Some records:

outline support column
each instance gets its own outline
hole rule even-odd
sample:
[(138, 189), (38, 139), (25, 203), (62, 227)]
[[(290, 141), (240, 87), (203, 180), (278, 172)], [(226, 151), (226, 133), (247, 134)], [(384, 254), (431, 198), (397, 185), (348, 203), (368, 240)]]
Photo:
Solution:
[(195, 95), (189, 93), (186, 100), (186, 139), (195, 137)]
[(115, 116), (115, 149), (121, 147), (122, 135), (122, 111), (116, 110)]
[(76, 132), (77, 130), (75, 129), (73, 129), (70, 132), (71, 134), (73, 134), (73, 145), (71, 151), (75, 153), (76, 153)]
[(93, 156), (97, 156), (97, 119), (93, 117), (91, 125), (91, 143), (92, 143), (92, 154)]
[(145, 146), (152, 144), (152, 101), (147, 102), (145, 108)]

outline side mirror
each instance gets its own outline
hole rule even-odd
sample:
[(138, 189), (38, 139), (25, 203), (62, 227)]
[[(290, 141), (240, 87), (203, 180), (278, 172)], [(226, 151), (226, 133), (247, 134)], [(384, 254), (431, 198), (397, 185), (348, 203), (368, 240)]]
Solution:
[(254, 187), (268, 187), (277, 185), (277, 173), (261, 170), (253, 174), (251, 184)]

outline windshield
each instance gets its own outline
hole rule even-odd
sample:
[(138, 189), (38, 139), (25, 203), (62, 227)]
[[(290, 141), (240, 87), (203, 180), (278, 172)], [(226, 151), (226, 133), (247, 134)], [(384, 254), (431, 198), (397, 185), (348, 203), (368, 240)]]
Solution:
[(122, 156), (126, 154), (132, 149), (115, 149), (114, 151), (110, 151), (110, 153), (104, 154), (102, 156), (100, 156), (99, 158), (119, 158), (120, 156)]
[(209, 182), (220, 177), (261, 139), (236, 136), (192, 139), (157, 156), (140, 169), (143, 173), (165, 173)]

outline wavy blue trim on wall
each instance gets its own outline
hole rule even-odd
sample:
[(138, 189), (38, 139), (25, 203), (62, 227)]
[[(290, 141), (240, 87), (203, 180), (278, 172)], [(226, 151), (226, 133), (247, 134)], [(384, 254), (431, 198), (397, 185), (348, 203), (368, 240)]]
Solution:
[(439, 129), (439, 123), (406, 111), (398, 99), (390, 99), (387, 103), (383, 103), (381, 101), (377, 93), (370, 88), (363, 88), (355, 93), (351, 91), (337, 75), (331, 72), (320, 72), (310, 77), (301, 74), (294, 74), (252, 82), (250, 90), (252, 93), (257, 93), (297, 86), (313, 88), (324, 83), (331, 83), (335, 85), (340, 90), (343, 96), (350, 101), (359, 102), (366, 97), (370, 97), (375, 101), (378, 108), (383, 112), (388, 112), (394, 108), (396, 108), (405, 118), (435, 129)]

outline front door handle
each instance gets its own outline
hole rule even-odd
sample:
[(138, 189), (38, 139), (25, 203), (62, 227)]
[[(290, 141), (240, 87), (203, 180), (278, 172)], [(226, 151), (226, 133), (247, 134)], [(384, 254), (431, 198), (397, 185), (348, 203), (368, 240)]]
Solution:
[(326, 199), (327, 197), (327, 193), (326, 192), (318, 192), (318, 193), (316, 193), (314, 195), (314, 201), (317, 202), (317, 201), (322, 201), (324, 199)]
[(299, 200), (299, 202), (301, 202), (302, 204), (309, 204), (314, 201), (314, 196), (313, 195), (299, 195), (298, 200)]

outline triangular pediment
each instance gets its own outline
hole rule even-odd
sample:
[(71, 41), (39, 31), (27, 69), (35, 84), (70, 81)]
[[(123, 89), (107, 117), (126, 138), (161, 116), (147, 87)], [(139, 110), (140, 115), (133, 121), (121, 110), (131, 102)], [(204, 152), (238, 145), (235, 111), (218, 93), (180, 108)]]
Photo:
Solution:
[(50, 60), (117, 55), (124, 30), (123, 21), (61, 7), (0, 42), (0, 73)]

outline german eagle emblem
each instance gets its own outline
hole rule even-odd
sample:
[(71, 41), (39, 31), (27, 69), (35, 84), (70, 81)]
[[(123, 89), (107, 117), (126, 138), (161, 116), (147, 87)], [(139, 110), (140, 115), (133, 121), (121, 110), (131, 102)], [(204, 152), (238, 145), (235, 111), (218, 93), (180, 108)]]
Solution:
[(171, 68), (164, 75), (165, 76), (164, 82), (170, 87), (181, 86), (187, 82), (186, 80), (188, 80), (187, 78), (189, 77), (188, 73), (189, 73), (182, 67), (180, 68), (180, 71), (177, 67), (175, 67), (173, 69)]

_Exercise directions_.
Convert every line of the data above into a JSON list of strings, one string per line, and skip the blank lines.

_Solved problem_.
[
  "outline support column",
  "each instance gets its own outline",
  "hole rule even-odd",
  "sample:",
  "[(138, 189), (38, 139), (25, 203), (62, 227)]",
  "[[(290, 141), (240, 87), (203, 180), (278, 172)], [(226, 151), (226, 133), (247, 134)], [(384, 254), (431, 198), (397, 185), (348, 203), (368, 240)]]",
  "Photo:",
  "Solution:",
  "[(195, 95), (189, 93), (186, 100), (186, 139), (195, 137)]",
  "[(115, 116), (115, 149), (121, 147), (122, 135), (122, 111), (116, 110)]",
  "[(76, 132), (77, 130), (75, 129), (73, 129), (70, 132), (71, 134), (73, 134), (73, 145), (71, 151), (75, 153), (76, 153)]",
  "[(93, 156), (97, 156), (97, 119), (93, 117), (91, 125), (91, 143), (92, 143), (92, 154)]",
  "[(145, 146), (152, 144), (152, 101), (147, 102), (145, 108)]",
  "outline side mirror",
  "each instance gets its own outline",
  "hole rule even-odd",
  "sample:",
  "[(138, 189), (38, 139), (25, 203), (62, 227)]",
  "[[(290, 141), (240, 87), (203, 180), (278, 172)], [(226, 151), (226, 133), (247, 134)], [(384, 254), (431, 198), (397, 185), (348, 203), (368, 240)]]",
  "Solution:",
  "[(254, 187), (268, 187), (277, 185), (277, 173), (261, 170), (253, 174), (251, 184)]",
  "outline windshield",
  "each instance gets its own outline",
  "hole rule even-odd",
  "sample:",
  "[(138, 189), (38, 139), (25, 203), (62, 227)]",
  "[[(290, 141), (240, 87), (203, 180), (278, 172)], [(226, 151), (226, 133), (247, 134)], [(384, 254), (431, 198), (397, 185), (348, 203), (368, 240)]]",
  "Solution:",
  "[(122, 156), (126, 154), (132, 149), (115, 149), (114, 151), (110, 151), (110, 153), (104, 154), (102, 156), (100, 156), (99, 158), (119, 158), (120, 156)]",
  "[(209, 182), (220, 177), (261, 139), (236, 136), (192, 139), (157, 156), (140, 169), (143, 173), (165, 173)]",
  "outline wavy blue trim on wall",
  "each instance gets its own outline",
  "hole rule even-odd",
  "sample:",
  "[(138, 189), (38, 139), (25, 203), (62, 227)]",
  "[[(290, 141), (240, 87), (203, 180), (278, 172)], [(226, 151), (226, 133), (247, 134)], [(384, 254), (431, 198), (397, 185), (348, 203), (368, 240)]]",
  "Solution:",
  "[(439, 129), (439, 123), (406, 111), (398, 99), (390, 99), (387, 103), (383, 103), (381, 101), (377, 93), (370, 88), (363, 88), (355, 93), (351, 91), (337, 75), (331, 72), (320, 72), (310, 77), (301, 74), (294, 74), (252, 82), (250, 90), (252, 93), (257, 93), (297, 86), (313, 88), (324, 83), (331, 83), (335, 85), (340, 90), (343, 96), (350, 101), (359, 102), (366, 97), (370, 97), (375, 101), (378, 108), (383, 112), (388, 112), (394, 108), (396, 108), (405, 118), (435, 129)]",
  "outline front door handle",
  "each instance gets its own outline",
  "hole rule even-odd",
  "sample:",
  "[(138, 189), (38, 139), (25, 203), (62, 227)]",
  "[[(290, 141), (240, 87), (203, 180), (278, 172)], [(226, 151), (226, 133), (247, 134)], [(384, 254), (431, 198), (397, 185), (348, 203), (368, 240)]]",
  "Solution:",
  "[(326, 199), (327, 197), (327, 193), (326, 192), (318, 192), (318, 193), (316, 193), (314, 195), (314, 201), (317, 202), (317, 201), (322, 201), (324, 199)]",
  "[(299, 200), (299, 202), (301, 202), (302, 204), (309, 204), (314, 201), (314, 196), (313, 195), (299, 195), (298, 200)]",
  "outline triangular pediment",
  "each instance gets its own outline",
  "hole rule even-odd",
  "sample:",
  "[(71, 41), (39, 31), (27, 69), (35, 84), (70, 81)]",
  "[[(123, 89), (107, 117), (126, 138), (161, 116), (147, 87)], [(139, 110), (140, 115), (133, 121), (121, 110), (131, 102)], [(204, 152), (238, 145), (235, 111), (218, 93), (180, 108)]]",
  "Photo:",
  "Solution:",
  "[(50, 60), (117, 55), (124, 30), (123, 21), (61, 7), (0, 42), (0, 73)]",
  "outline german eagle emblem",
  "each instance gets its own outline",
  "hole rule even-odd",
  "sample:",
  "[(71, 41), (39, 31), (27, 69), (35, 84), (70, 81)]",
  "[[(123, 89), (107, 117), (126, 138), (161, 116), (147, 87)], [(139, 110), (140, 115), (133, 121), (121, 110), (131, 102)], [(204, 152), (238, 145), (235, 111), (218, 93), (180, 108)]]",
  "Solution:",
  "[(171, 68), (164, 75), (165, 76), (164, 82), (170, 87), (181, 86), (187, 82), (186, 80), (188, 80), (187, 78), (189, 77), (188, 73), (189, 73), (182, 67), (180, 68), (180, 71), (177, 67), (175, 67), (173, 69)]"
]